— STATED EXERCISE —
Which lines of the records contain the word "ceiling"? Copy each of those lines.

— PROVIDED RECORDS —
══════════════════════════════

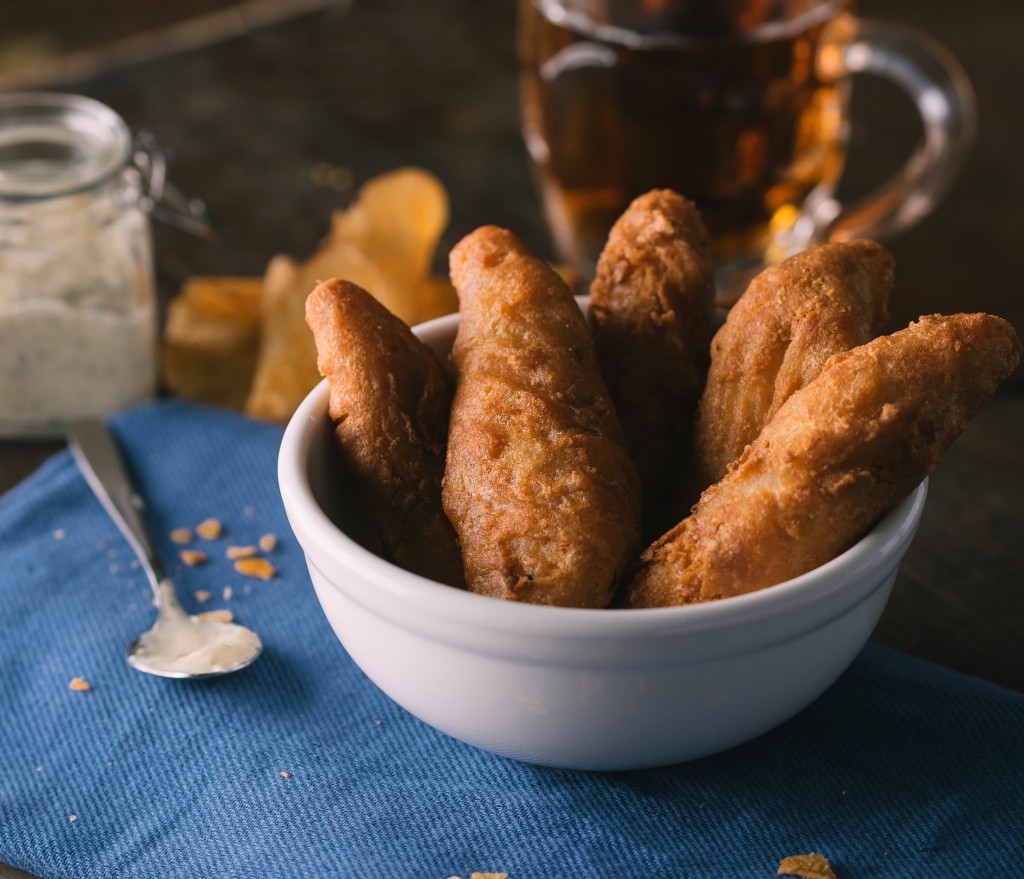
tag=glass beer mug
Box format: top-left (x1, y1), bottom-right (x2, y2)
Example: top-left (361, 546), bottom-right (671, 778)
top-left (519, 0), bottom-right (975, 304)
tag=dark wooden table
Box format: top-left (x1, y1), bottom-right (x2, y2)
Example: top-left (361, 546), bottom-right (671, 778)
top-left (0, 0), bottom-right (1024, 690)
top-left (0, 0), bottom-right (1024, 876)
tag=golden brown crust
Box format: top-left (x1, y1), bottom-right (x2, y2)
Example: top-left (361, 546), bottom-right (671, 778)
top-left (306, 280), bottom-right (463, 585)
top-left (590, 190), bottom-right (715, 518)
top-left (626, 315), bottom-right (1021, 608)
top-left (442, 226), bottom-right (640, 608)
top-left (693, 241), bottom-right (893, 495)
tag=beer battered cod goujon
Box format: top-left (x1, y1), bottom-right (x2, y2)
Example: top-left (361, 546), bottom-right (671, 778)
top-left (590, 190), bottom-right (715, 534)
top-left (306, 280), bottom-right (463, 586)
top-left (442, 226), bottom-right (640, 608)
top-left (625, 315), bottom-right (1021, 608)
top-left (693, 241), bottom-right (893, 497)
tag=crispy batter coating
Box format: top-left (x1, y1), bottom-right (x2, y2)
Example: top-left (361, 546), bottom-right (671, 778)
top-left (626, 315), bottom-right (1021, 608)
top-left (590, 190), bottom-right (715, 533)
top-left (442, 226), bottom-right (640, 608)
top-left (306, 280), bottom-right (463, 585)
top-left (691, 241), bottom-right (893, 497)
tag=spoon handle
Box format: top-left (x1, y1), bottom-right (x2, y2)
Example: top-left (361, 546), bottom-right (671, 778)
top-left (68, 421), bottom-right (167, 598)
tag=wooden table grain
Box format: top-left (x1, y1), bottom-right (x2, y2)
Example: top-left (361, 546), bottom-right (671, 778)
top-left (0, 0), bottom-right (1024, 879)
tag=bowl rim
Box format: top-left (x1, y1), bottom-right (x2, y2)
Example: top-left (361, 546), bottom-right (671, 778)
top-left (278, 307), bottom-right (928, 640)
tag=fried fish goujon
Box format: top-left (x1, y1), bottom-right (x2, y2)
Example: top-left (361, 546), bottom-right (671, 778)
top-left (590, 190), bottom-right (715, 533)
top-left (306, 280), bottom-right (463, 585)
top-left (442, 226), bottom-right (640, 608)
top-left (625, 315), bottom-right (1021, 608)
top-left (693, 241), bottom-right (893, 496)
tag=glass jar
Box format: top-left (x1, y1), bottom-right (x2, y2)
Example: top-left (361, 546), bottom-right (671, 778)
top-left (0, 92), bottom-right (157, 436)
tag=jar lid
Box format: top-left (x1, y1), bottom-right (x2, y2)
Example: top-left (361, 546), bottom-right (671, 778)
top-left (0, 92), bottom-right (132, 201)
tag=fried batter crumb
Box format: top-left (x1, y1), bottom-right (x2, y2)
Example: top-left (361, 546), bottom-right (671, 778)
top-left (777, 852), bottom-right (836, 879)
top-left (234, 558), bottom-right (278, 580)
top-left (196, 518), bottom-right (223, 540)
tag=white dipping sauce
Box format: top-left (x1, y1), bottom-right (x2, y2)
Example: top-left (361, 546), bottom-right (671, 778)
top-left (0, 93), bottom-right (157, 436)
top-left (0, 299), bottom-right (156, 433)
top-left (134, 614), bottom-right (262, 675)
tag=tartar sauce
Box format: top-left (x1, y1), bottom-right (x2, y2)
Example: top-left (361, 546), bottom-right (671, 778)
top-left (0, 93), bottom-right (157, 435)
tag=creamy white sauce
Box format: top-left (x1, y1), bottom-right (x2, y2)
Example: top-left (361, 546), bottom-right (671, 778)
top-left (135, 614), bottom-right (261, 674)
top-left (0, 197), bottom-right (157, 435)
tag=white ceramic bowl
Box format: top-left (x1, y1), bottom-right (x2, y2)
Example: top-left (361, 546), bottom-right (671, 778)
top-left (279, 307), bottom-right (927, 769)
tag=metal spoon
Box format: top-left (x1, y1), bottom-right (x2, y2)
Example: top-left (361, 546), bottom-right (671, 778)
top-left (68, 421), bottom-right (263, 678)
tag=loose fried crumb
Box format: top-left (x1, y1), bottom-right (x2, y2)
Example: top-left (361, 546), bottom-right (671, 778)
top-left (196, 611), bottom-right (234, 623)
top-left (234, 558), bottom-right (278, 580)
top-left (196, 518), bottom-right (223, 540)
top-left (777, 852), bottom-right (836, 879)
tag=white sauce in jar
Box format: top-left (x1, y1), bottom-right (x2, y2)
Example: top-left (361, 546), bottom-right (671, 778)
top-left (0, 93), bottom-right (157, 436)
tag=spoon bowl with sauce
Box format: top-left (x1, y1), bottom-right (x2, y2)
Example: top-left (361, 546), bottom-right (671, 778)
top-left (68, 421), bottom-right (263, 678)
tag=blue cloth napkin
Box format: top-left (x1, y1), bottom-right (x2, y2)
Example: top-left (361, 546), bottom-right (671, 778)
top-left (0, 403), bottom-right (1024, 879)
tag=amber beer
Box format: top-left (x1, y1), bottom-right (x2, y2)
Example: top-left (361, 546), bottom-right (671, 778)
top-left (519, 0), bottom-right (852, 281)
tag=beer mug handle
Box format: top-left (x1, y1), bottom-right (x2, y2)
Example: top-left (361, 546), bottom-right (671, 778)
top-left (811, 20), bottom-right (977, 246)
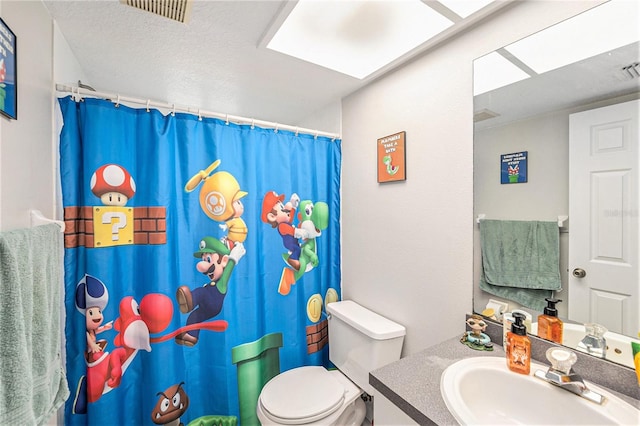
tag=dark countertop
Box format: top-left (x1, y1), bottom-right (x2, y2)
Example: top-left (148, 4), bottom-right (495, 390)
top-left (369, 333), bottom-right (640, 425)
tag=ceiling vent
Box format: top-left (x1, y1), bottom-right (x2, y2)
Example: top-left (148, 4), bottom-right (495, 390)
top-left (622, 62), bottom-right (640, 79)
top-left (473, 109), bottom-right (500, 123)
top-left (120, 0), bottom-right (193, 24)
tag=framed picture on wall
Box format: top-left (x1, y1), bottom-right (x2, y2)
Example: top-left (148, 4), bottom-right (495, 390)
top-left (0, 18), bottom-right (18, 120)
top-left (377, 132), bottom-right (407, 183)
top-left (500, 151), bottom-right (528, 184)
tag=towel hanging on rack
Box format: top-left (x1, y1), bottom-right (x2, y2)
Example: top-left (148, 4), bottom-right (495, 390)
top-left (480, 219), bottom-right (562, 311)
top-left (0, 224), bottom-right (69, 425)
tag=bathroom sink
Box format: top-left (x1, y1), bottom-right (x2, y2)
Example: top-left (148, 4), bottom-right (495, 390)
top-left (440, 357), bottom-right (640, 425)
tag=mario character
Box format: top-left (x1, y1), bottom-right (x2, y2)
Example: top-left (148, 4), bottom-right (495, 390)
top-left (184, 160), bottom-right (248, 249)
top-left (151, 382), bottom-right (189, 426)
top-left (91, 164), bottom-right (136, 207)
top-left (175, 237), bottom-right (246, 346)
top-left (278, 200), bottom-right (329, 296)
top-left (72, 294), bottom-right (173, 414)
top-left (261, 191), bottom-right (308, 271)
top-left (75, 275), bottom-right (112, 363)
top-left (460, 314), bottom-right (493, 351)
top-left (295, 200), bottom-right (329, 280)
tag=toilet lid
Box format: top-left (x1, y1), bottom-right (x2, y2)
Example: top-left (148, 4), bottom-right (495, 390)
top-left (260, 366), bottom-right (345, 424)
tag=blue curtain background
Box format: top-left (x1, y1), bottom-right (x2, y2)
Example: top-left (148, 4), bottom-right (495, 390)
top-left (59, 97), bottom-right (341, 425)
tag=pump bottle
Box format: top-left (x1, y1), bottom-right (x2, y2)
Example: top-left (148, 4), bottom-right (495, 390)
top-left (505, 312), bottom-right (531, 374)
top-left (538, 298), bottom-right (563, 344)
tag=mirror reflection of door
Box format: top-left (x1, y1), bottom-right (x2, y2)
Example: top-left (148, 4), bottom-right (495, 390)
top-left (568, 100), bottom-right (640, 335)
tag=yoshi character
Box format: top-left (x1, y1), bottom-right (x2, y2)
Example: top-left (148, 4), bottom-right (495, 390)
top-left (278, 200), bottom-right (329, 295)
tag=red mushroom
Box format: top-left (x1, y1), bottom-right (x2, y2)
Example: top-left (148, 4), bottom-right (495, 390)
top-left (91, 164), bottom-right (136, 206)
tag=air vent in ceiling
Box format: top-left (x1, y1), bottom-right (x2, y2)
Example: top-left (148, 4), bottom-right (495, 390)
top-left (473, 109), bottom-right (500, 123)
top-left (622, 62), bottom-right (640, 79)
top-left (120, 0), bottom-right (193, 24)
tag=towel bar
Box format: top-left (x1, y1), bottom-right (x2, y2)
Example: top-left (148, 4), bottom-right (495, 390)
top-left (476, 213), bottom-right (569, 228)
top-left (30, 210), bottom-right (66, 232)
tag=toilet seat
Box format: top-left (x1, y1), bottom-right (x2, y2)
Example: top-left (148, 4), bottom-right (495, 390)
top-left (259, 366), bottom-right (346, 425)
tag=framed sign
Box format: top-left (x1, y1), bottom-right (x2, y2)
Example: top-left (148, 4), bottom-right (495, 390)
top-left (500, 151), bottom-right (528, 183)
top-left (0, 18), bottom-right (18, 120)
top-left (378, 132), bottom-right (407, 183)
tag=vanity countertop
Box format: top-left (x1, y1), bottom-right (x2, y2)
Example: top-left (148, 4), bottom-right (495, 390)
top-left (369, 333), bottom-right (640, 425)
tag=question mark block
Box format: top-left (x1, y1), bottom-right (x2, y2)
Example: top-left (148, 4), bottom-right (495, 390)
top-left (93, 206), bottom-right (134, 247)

══════════════════════════════

— EXERCISE RESULT —
tag=ceiling vent
tag=air vent in ceiling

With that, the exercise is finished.